**EXERCISE BRIEF**. Rewrite all the entries below, switching each "keypoint" to "marker" and leaving everything else unchanged.

**DATASET CONTENT**.

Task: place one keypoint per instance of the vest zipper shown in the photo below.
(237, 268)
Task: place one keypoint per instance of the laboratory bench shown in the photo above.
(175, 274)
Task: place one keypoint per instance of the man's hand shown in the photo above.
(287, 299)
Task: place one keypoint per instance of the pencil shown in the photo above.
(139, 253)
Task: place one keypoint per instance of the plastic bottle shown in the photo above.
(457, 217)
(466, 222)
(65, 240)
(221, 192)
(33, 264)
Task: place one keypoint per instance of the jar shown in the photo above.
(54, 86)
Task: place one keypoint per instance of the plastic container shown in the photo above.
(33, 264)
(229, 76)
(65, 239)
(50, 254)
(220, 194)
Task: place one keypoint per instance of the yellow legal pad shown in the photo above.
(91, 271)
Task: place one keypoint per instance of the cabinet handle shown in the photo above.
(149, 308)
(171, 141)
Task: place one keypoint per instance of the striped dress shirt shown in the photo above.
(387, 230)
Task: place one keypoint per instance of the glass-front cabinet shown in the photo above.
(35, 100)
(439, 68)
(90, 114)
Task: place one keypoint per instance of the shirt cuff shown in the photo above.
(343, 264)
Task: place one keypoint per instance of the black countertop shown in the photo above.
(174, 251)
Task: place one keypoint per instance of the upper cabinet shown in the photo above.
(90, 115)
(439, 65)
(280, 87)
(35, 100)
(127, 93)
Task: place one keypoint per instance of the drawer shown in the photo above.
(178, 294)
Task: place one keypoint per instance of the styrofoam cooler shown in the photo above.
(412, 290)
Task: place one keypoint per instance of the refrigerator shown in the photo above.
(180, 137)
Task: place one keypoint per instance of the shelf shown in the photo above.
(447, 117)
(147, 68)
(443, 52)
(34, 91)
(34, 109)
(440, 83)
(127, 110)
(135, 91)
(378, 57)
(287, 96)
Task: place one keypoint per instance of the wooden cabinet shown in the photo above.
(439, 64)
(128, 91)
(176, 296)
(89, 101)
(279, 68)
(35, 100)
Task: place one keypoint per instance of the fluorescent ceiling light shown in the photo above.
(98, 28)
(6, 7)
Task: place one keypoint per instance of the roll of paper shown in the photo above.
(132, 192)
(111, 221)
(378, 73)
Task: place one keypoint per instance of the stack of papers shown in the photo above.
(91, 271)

**RESPONSE BELOW**.
Task: place one marker per instance of the vest zipper shown in the photo below.
(237, 268)
Task: place one marker per instance of the laboratory bench shown in the photo above.
(175, 274)
Task: place one marker per instance of the man's hand shown in the photo above.
(287, 299)
Task: place one marker per instance of the pencil shown in the photo above.
(139, 253)
Task: place one marker per instance of the plastic bottle shown in the photo above.
(457, 217)
(466, 222)
(65, 240)
(221, 192)
(33, 264)
Task: place one marker per instance of the jar shown in the photo above.
(54, 86)
Task: place one marker per instance of the plastic container shown in the photo above.
(33, 264)
(229, 76)
(65, 239)
(50, 254)
(220, 194)
Task: place one marker per instance of the yellow legal pad shown in the photo above.
(91, 271)
Task: place one marker per instance of the cabinet handle shown in the photo above.
(149, 308)
(171, 141)
Task: place one marker per instance of the striped dress shirt shown in the photo above.
(387, 230)
Task: place one marker per instance of the glass-front cabinet shown in the photo above.
(35, 100)
(439, 68)
(90, 114)
Task: place one marker per instance of the shirt cuff shown in the photo above.
(343, 264)
Task: place one marker per instance of the black countertop shown in the photo above.
(174, 251)
Task: place one marker per instance of the upper cabinet shown in the photo above.
(90, 115)
(439, 65)
(280, 87)
(35, 100)
(127, 93)
Task: place one marker per instance of the drawer shown in the photo above.
(178, 294)
Task: place one marker per instance of the styrofoam cooler shown in the photo above.
(412, 290)
Task: place one marker per instance of the refrigerator shown in the photo above.
(180, 137)
Task: place one marker per instance of the shelf shown in the photo above.
(447, 117)
(147, 68)
(443, 52)
(34, 91)
(34, 109)
(440, 83)
(127, 110)
(135, 91)
(378, 57)
(287, 96)
Task: place one marker per instance of the wooden cabinet shown in the photo above.
(439, 64)
(128, 91)
(176, 296)
(89, 101)
(279, 68)
(35, 100)
Task: place one marker per instance of the fluorescent ceiling light shown in the photo above.
(98, 28)
(6, 7)
Task: place one marker per instance of the roll of paper shown in the photo above.
(132, 192)
(111, 221)
(378, 73)
Task: place one marker per instance of the stack of papers shown in the photo above.
(91, 271)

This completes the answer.